___ Document text ___

Here, we’ll take a look at how and when to introduce short term finance as a possible funding option to brokers.
Anticipating need: what are your clients looking for?
When it comes to finance, levels of market knowledge can vary widely between property professionals. A novice buy-to-let landlord, for example, might be approaching this area for the very first time, and so they may not know their second charges from their bridging loans. For this group, extra care would be needed in explaining the more basic concepts. And even with more seasoned developers and investors, it’s safer not to assume that they are fully up to speed on all the options available to them.
Here are some considerations worth bearing in mind as you approach this subject.
Their projects may have already been adversely affected by finance issues
Last autumn, the FMB reported that 45% of its survey respondents had been involved in projects that had stalled due to financial problems — up from 35% a year earlier. Property professionals are increasingly seeing the effects of funding shortfalls, first hand. It’s reasonable to assume that they will be keener than ever to ensure that they can access the right solutions if and when they need them.
They are looking at alternative finance in ever greater numbers
Recent data from the Association of Short Term Lenders shows that £386.1m of development finance was arranged in the first quarter of 2018. Of this, approximately two-thirds consisted of development finance — up 22% on the previous quarter.

___ Supplied material ___

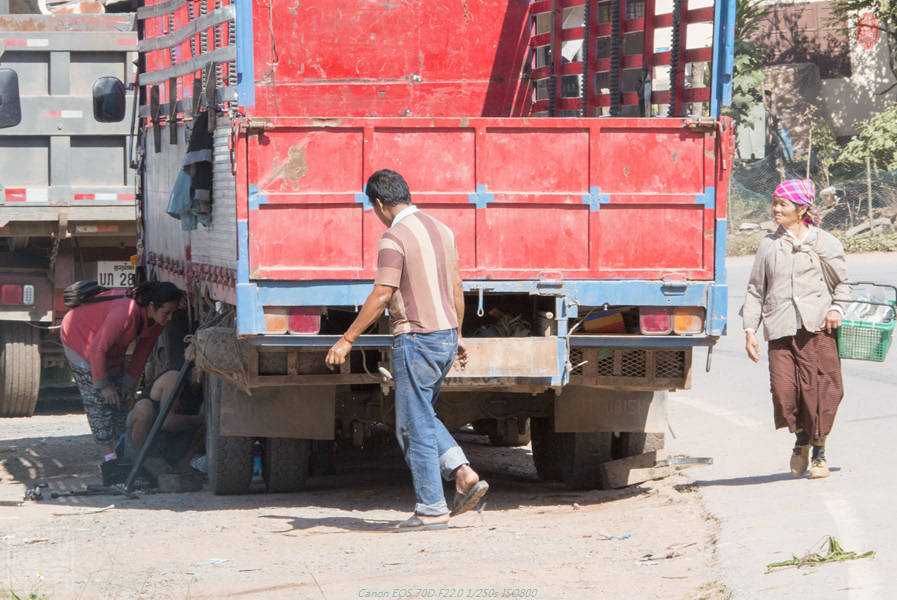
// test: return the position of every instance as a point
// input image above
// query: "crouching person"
(95, 338)
(175, 442)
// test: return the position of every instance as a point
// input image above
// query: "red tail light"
(11, 293)
(305, 320)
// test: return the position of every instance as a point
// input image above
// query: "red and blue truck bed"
(575, 148)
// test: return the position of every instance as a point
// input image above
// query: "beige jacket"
(787, 283)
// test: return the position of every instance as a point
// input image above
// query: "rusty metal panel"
(345, 58)
(307, 412)
(217, 244)
(578, 199)
(583, 409)
(166, 245)
(509, 357)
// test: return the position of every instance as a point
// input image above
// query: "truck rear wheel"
(574, 458)
(548, 466)
(229, 457)
(287, 464)
(635, 443)
(19, 369)
(508, 433)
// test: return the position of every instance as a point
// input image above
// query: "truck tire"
(286, 464)
(508, 434)
(229, 457)
(634, 443)
(19, 369)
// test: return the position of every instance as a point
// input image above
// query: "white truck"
(67, 203)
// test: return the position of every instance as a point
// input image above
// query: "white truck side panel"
(217, 245)
(163, 232)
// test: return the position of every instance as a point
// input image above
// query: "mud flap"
(279, 412)
(583, 409)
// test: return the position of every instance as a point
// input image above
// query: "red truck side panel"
(578, 199)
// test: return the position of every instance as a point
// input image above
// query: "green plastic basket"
(862, 340)
(865, 340)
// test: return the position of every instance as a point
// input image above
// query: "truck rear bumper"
(522, 363)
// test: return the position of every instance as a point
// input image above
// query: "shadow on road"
(364, 480)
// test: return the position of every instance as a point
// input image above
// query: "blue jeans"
(420, 361)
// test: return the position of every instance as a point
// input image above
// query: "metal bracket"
(595, 198)
(481, 197)
(155, 118)
(197, 96)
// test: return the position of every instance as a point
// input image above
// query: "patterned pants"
(107, 422)
(805, 377)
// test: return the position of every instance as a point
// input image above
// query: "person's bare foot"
(465, 478)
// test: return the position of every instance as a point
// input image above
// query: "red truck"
(575, 147)
(67, 204)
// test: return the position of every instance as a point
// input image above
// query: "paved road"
(767, 515)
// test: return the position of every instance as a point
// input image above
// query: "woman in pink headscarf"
(798, 272)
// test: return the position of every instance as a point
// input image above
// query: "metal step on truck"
(575, 148)
(67, 203)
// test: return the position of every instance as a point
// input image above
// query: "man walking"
(419, 281)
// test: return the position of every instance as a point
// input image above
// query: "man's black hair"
(389, 187)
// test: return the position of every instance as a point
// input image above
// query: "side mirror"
(108, 100)
(10, 106)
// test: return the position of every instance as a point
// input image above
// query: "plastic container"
(609, 321)
(688, 320)
(861, 339)
(655, 320)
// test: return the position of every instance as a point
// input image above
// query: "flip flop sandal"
(464, 502)
(415, 524)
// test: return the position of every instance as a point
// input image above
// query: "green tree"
(877, 139)
(748, 79)
(845, 12)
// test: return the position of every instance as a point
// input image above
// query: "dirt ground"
(531, 540)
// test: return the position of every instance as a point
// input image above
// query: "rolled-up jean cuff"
(431, 510)
(450, 460)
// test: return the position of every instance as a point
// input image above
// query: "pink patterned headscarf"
(801, 192)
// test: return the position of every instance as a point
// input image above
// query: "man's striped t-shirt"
(418, 257)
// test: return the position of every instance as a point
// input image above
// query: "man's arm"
(372, 310)
(458, 292)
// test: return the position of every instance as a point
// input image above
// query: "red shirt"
(100, 332)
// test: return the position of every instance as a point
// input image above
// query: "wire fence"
(845, 201)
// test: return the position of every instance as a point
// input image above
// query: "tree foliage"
(846, 12)
(748, 78)
(877, 139)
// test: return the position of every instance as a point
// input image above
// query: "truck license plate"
(115, 274)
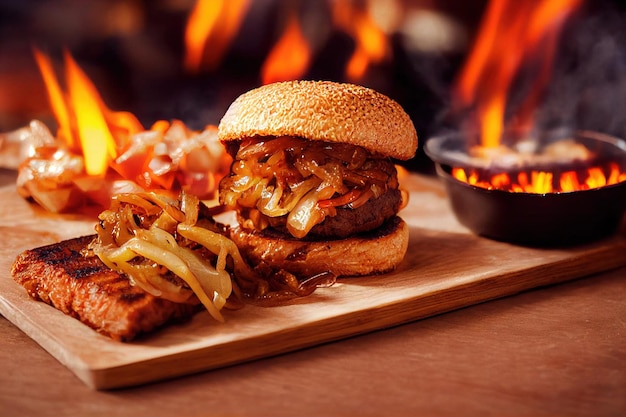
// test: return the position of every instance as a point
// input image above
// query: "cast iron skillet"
(553, 219)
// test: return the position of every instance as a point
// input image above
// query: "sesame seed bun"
(322, 110)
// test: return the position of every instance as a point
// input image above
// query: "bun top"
(322, 110)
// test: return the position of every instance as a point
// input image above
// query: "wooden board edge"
(348, 325)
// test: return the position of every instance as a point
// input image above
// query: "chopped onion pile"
(168, 156)
(174, 249)
(301, 179)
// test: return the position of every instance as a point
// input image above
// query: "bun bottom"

___

• [Request]: In the text on short term finance, turn the paragraph beginning "When it comes to finance" into a short bulleted list that keeps its main facts.

• [Response to the task]:
- Property professionals' knowledge of finance varies widely.
- A novice buy-to-let landlord may be new to the area and may not know second charges from bridging loans.
- Such newcomers need extra care when the basic concepts are explained.
- Even experienced developers and investors shouldn't be assumed to know every option open to them.